WHAT TO WORK ON:
Return the records in full, exactly as given.
++++ TASK INPUTS
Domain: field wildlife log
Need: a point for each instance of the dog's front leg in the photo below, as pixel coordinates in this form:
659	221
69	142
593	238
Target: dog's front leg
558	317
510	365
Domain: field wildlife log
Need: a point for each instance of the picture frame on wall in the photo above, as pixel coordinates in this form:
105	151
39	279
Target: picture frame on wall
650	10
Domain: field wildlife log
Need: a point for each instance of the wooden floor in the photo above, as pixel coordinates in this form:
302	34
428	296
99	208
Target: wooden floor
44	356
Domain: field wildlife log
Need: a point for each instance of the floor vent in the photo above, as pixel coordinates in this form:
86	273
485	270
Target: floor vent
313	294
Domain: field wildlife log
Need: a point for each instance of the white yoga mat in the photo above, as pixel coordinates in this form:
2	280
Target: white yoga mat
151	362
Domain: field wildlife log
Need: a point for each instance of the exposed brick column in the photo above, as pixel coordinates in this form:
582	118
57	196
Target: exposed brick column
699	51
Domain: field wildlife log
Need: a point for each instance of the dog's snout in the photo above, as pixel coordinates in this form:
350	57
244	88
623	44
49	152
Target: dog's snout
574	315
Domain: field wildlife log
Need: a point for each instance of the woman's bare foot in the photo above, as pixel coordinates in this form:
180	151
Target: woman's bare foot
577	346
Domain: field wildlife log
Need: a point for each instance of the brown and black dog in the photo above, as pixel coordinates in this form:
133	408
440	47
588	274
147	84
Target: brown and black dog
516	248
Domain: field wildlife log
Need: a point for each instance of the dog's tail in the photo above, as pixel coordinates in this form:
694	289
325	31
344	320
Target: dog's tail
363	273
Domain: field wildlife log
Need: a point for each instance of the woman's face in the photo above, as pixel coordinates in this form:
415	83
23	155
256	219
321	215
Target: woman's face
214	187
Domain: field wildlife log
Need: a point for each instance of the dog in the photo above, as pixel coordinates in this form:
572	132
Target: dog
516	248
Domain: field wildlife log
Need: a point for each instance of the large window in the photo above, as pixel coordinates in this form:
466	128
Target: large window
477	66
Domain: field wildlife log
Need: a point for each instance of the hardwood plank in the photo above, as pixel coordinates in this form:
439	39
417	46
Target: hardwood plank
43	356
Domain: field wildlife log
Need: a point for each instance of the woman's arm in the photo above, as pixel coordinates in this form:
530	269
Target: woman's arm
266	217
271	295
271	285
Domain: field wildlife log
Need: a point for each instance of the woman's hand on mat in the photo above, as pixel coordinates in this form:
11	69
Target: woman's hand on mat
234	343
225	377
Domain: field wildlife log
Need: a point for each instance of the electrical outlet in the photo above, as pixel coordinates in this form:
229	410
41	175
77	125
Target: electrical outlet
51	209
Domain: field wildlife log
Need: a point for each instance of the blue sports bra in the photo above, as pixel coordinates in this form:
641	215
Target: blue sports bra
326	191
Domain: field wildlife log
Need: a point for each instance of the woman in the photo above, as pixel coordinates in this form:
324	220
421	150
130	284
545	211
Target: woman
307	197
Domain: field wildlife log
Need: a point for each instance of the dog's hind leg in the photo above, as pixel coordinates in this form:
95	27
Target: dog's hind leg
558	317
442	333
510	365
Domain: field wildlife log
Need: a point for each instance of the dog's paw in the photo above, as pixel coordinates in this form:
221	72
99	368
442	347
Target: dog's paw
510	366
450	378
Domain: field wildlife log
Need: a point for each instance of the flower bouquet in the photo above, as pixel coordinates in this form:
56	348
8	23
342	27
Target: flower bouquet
++++++++
EXERCISE RESULT:
Domain: field wildlife log
Need: a point for each instance of the dog's front leg in the photo below, as pixel coordinates in this form:
659	221
69	142
593	238
Target: dog's front leg
558	317
510	365
Domain: field wildlife log
Need: a point for each instance of the picture frame on wall in the photo above, as pixel coordinates in this form:
105	151
39	279
Target: picture frame on wall
650	10
Domain: field wildlife log
Need: a point for each instance of the wooden floor in the photo above, as pixel coordinates in this form:
302	34
428	296
99	208
Target: wooden floor
44	356
Domain: field wildlife log
Need: a point for each instance of the floor vent in the photo above, as pixel coordinates in this form:
86	273
485	270
Target: floor vent
313	294
Domain: field wildlife log
Need: a point for each instance of the white yoga mat in the photo above, as pixel coordinates in this form:
2	280
Target: white yoga mat
151	362
Domain: field wildlife log
Need: a point for each instance of the exposed brick column in the photo above, as pixel coordinates in this form:
582	118
57	196
Target: exposed brick column
699	51
Domain: field wildlife log
Need: a point for each instance of the dog's snout in the photo above, as pixel coordinates in this form:
350	57
244	88
623	44
49	152
Target: dog's snout
574	315
Domain: field wildlife log
Need: a point for each instance of the woman's bare foot in the photo above, as pixel coordinates in this form:
180	151
Target: woman's bare foot
577	346
Domain: field wildlife log
Need: a point for each instance of the brown and black dog in the photo above, as pixel coordinates in this form:
133	408
440	47
588	274
147	84
Target: brown and black dog
516	248
Domain: field wildlife log
Need: a point for each instance of the dog's tail in the photo above, as pixel coordinates in this form:
694	289
325	31
344	320
Target: dog's tail
363	273
Domain: field wildlife log
Need: a point for each instance of the woman's face in the photo above, as pixel coordinates in this form:
415	83
23	155
256	219
321	215
Target: woman's face
214	187
Domain: field wildlife log
Need: a point for each instance of the dog in the photo above, as pixel coordinates in this form:
572	132
Target: dog
516	248
Domain: field wildlife log
Need: a point for each instance of the large window in the photo above, as pixel coordinates in this form:
466	128
Target: large window
477	66
Domain: field wildlife log
Need: a point for each instance of the hardwood plank in the photo above, as pixel coordinates in this form:
439	39
417	46
Target: hardwood plank
43	356
Domain: field wildlife log
Need: a point for each instance of the woman's arm in the photo above, as pixel coordinates in this form:
530	269
Target: woman's arm
266	217
271	295
271	285
Domain: field wildlife log
Need: a point for each instance of the woman's hand on mat in the photo above, as pixel coordinates in this form:
11	69
Target: woman's hand on mat
234	343
225	377
Domain: field wildlife log
Need: a point for each instance of the electrical outlet in the photo above, as pixel coordinates in this form:
229	410
41	175
77	125
Target: electrical outlet
51	209
Domain: field wildlife log
Need: a point for each instance of the blue sports bra in the photo above, as pixel coordinates in this form:
641	215
Target: blue sports bra
326	191
Domain: field wildlife log
Need: a point for each instance of the woman in the photo above, as pixel coordinates in this form:
324	220
421	150
130	284
545	211
Target: woman
307	197
Domain: field wildlife log
Need: a point for each instance of the dog's hind leg in the photo above, as pixel coordinates in this form:
95	27
Target: dog's hind leg
558	317
442	333
510	365
Domain: field wildlife log
Need: a point for each instance of the dog's paw in the photo above, as pixel coordinates in this form:
221	72
99	368
442	347
Target: dog's paw
510	366
450	378
Domain: field wildlife log
Need: a point for each instance of the flower bouquet in the photo above, as pixel coordinates in this form:
56	348
8	23
342	27
Target: flower bouquet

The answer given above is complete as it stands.